WHAT THE EXERCISE ASKS: Recast every line of the rows below as a Markdown table with two columns: n for the line number and Text for the line itself. Skip blank lines and leave the pictures out.

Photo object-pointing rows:
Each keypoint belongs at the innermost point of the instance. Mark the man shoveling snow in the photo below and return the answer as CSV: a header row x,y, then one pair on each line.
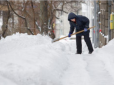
x,y
80,23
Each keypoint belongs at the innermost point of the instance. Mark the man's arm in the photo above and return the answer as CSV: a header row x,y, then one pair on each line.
x,y
86,21
71,28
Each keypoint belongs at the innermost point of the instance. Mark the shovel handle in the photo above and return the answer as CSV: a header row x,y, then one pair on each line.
x,y
73,34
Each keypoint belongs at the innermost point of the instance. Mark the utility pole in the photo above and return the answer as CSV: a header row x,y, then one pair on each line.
x,y
96,23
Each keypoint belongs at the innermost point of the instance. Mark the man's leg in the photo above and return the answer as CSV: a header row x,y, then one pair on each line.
x,y
79,44
88,43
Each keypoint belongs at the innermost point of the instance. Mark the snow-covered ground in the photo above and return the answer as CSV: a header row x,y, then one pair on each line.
x,y
35,60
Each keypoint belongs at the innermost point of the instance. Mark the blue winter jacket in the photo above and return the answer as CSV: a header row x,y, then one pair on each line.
x,y
81,23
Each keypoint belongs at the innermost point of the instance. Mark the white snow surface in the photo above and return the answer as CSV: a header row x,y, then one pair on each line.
x,y
35,60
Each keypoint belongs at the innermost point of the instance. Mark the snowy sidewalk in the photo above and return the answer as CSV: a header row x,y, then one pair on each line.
x,y
34,60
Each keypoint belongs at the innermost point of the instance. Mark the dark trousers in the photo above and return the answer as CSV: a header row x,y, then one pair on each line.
x,y
79,43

RESPONSE:
| n | Text |
|---|---|
| 1 | Each keypoint belongs at the innermost point of the instance. Mark the man shoveling snow in the photo below and return the answer as CSV: a header row x,y, then one pair on each line. |
| 2 | x,y |
| 3 | 80,23 |
| 4 | Each keypoint belongs at the innermost point of the instance. Mark the man's arm in the photo above and return the answer as CSV: a header row x,y, then one pair on each line. |
| 5 | x,y |
| 6 | 86,21 |
| 7 | 71,28 |
| 8 | Each keypoint belongs at the innermost point of the instance. Mark the shovel handle in the photo above and return the answer as CSV: a header row x,y, then one pair on each line. |
| 9 | x,y |
| 10 | 73,34 |
| 11 | Each keypoint belongs at the innermost point of the instance. Mark the utility pole in the photo above and return the answer as CSV: a header row x,y, then one pair on each line. |
| 12 | x,y |
| 13 | 96,23 |
| 14 | Each keypoint belongs at the innermost point of the instance. Mark the man's leg in the photo above and return the answer as CSV: a header row x,y, then one pair on each line. |
| 15 | x,y |
| 16 | 79,44 |
| 17 | 88,43 |
| 18 | Each keypoint belongs at the innermost point of the instance. Mark the snow-covered ground in the photo above and return the answer as CSV: a header row x,y, then one pair on each line. |
| 19 | x,y |
| 20 | 35,60 |
| 21 | Each keypoint belongs at the innermost point of the instance. Mark the blue winter jacket in the photo above and return the answer as CSV: a header row x,y, then one pair on each line. |
| 22 | x,y |
| 23 | 81,23 |
| 24 | Each keypoint belongs at the innermost point of the instance. Mark the white snow surface in the photo above and return the answer as CSV: a header row x,y, then one pair on each line. |
| 25 | x,y |
| 26 | 35,60 |
| 27 | Each keypoint belongs at the innermost point of the instance. Mark the snowy sidewalk in the photo above and return the answer as CSV: a header row x,y, then one pair on each line. |
| 28 | x,y |
| 29 | 34,60 |
| 30 | Each keypoint belongs at the innermost point of the instance. Mark the dark trousers in the photo above and return the answer as CSV: a header row x,y, then one pair on each line. |
| 31 | x,y |
| 32 | 79,43 |